Excerpted data section start
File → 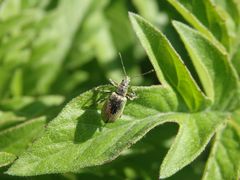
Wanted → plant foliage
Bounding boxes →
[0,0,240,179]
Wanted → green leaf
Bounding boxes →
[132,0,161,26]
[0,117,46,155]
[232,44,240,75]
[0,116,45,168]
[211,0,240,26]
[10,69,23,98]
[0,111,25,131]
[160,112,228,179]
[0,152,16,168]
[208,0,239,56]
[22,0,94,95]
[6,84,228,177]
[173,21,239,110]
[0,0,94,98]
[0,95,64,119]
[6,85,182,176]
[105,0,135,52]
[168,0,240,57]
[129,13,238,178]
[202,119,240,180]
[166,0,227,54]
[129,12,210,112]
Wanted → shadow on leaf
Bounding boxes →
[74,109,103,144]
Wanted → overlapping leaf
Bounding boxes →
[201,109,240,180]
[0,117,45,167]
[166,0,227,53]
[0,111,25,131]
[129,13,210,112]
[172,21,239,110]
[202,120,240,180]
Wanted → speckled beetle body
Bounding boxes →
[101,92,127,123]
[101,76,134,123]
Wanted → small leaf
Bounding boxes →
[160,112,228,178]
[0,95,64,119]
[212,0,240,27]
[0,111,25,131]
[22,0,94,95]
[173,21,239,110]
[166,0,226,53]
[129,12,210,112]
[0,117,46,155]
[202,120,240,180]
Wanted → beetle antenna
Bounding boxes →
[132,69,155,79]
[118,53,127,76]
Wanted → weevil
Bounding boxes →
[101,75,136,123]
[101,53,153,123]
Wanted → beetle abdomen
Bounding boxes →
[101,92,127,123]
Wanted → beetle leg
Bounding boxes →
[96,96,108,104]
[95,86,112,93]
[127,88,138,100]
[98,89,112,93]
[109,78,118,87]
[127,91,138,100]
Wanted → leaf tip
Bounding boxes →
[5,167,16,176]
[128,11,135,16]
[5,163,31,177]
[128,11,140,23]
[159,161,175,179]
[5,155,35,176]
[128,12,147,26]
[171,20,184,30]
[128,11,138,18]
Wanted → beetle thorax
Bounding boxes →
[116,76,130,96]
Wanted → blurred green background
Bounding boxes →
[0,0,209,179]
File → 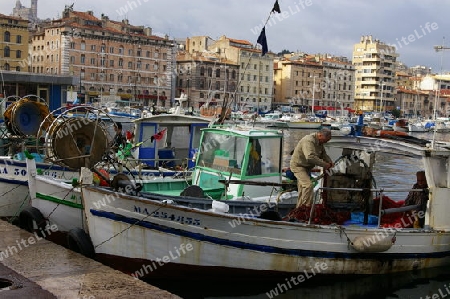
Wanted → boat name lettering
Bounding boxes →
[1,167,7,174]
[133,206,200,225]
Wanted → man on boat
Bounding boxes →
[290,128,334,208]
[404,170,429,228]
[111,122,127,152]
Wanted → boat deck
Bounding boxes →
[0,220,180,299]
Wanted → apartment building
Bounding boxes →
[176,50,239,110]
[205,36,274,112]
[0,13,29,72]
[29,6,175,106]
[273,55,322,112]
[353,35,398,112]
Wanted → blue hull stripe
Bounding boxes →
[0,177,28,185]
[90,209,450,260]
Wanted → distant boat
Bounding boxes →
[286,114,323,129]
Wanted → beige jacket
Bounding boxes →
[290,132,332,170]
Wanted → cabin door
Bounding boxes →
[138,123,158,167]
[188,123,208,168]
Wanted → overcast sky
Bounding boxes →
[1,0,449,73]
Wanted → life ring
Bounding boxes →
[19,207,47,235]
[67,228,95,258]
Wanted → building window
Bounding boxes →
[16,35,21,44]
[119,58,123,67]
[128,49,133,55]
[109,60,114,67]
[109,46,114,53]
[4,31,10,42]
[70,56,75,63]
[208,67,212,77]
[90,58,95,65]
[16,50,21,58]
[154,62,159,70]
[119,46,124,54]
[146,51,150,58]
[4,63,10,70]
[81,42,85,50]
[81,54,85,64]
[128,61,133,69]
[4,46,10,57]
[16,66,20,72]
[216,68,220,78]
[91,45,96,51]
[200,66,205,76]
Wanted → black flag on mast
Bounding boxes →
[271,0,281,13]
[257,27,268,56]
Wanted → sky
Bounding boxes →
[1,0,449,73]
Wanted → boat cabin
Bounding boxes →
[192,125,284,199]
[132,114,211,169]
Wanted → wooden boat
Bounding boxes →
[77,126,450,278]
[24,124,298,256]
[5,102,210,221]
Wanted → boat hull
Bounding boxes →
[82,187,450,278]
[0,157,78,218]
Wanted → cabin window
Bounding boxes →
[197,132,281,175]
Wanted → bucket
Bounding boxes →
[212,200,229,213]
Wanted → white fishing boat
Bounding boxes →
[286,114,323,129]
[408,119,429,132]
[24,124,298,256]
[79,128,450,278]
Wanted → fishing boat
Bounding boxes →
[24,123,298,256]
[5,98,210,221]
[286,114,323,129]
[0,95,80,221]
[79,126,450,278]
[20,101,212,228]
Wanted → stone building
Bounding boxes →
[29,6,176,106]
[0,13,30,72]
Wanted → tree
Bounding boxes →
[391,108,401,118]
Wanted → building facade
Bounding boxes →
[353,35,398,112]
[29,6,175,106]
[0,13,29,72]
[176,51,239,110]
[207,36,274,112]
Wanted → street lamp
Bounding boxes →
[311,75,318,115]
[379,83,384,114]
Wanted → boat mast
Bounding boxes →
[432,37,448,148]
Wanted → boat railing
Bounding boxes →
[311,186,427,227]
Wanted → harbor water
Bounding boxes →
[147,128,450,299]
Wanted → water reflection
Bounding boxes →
Excerpted data section end
> _Work to complete_: Copy every record exactly, without the pictures.

> _Exercise answer_:
File → 
Wanted → plant foliage
Bounding boxes →
[0,0,240,179]
Wanted → green leaf
Bounding boxes →
[132,0,161,26]
[0,117,46,155]
[232,44,240,75]
[0,116,45,168]
[211,0,240,26]
[10,69,23,98]
[0,111,25,131]
[160,112,228,179]
[0,152,16,168]
[208,0,239,56]
[22,0,94,95]
[6,84,228,177]
[173,21,239,110]
[0,0,94,98]
[0,95,64,119]
[6,85,182,176]
[105,0,135,52]
[168,0,240,57]
[129,13,238,178]
[202,119,240,180]
[166,0,227,54]
[129,12,210,112]
Wanted → shadow on leaf
Bounding boxes →
[74,109,103,144]
Wanted → overlapping leaf
Bounding boxes →
[201,109,240,180]
[0,117,45,167]
[166,0,227,53]
[0,111,25,131]
[129,13,210,112]
[172,21,239,110]
[202,120,240,180]
Wanted → speckled beetle body
Bounding boxes →
[101,92,127,123]
[101,76,134,123]
Wanted → small leaf
Bounding boxes →
[160,112,228,178]
[0,95,64,119]
[212,0,240,27]
[0,111,25,131]
[22,0,94,95]
[173,21,239,110]
[166,0,226,53]
[129,12,210,112]
[0,117,46,155]
[202,120,240,180]
Wanted → beetle antenna
Bounding boxes →
[132,69,155,79]
[118,53,127,76]
Wanted → weevil
Bounding boxes →
[101,75,136,123]
[101,53,153,123]
Wanted → beetle abdomen
Bounding boxes →
[101,92,127,123]
Wanted → beetle leg
Bounding boxes →
[96,96,108,104]
[95,86,112,93]
[127,88,138,100]
[98,89,112,93]
[109,78,118,87]
[127,91,138,100]
Wanted → leaf tip
Bounding boxes →
[5,167,16,176]
[128,11,135,16]
[5,163,31,177]
[128,11,140,23]
[159,161,175,179]
[5,155,35,176]
[128,12,147,26]
[171,20,184,30]
[128,11,138,18]
Wanted → beetle thorax
Bounding boxes →
[116,76,130,96]
Wanted → blurred green background
Bounding boxes →
[0,0,209,179]
File → 
Wanted → boat name lettering
Bounding boxes →
[1,167,7,174]
[133,206,200,225]
Wanted → man on boat
Bounding boxes →
[290,128,334,208]
[404,170,429,228]
[111,122,127,152]
Wanted → boat deck
Bounding boxes →
[0,220,180,299]
Wanted → apartment building
Bounding boxes →
[176,50,239,110]
[205,36,274,112]
[0,13,29,72]
[29,6,175,106]
[273,55,322,112]
[353,35,398,112]
Wanted → blue hull stripe
Bounding boxes →
[0,177,28,185]
[90,209,450,260]
Wanted → distant boat
Bounding boxes →
[286,114,323,129]
Wanted → beige jacket
Bounding boxes →
[290,132,332,170]
Wanted → cabin door
Bounding boxes →
[138,123,158,167]
[188,123,208,168]
Wanted → overcast sky
Bounding boxes →
[1,0,449,73]
Wanted → life ring
Bounding boxes →
[19,207,47,235]
[67,228,95,258]
Wanted → building window
Bounding boxes →
[16,35,21,44]
[119,58,123,67]
[128,49,133,55]
[109,60,114,67]
[109,46,114,53]
[4,31,10,42]
[70,56,75,63]
[208,67,212,77]
[90,58,95,65]
[16,50,21,58]
[154,62,159,70]
[119,46,124,54]
[146,51,150,58]
[4,63,10,70]
[81,42,85,50]
[81,54,85,64]
[128,61,133,69]
[4,46,10,57]
[16,66,20,72]
[216,68,220,78]
[91,45,96,51]
[200,66,205,76]
Wanted → black flag on mast
Bounding boxes →
[271,0,281,13]
[257,27,268,56]
Wanted → sky
Bounding boxes →
[1,0,449,73]
Wanted → boat cabin
Bounding boxes →
[192,125,284,199]
[132,114,211,169]
Wanted → wooden boat
Bounding boxes →
[77,126,450,278]
[24,124,298,256]
[5,102,210,221]
Wanted → boat hull
Bounding boxes →
[82,187,450,278]
[0,157,78,218]
Wanted → cabin window
Bounding boxes →
[197,132,281,175]
Wanted → bucket
Bounding boxes →
[212,200,229,213]
Wanted → white fishing boat
Bounding boxes →
[286,114,323,129]
[408,119,429,132]
[24,124,298,256]
[79,128,450,278]
Wanted → fishing boat
Bounding boxes →
[24,123,298,256]
[5,98,210,221]
[286,114,323,129]
[0,95,80,221]
[79,126,450,278]
[20,101,212,228]
Wanted → stone building
Bounding boxes →
[29,6,176,106]
[0,13,30,72]
Wanted → tree
Bounding boxes →
[391,108,401,118]
Wanted → building facade
Bounding boxes →
[353,35,398,112]
[29,6,175,106]
[0,13,29,72]
[176,51,239,110]
[207,36,274,112]
Wanted → street lamp
Bounding boxes →
[311,75,318,115]
[379,83,384,114]
Wanted → boat mast
Bounding boxes →
[432,37,448,148]
Wanted → boat railing
Bounding boxes →
[311,186,427,227]
Wanted → harbor water
Bounding boxes →
[147,128,450,299]
Wanted → water reflection
Bounding boxes →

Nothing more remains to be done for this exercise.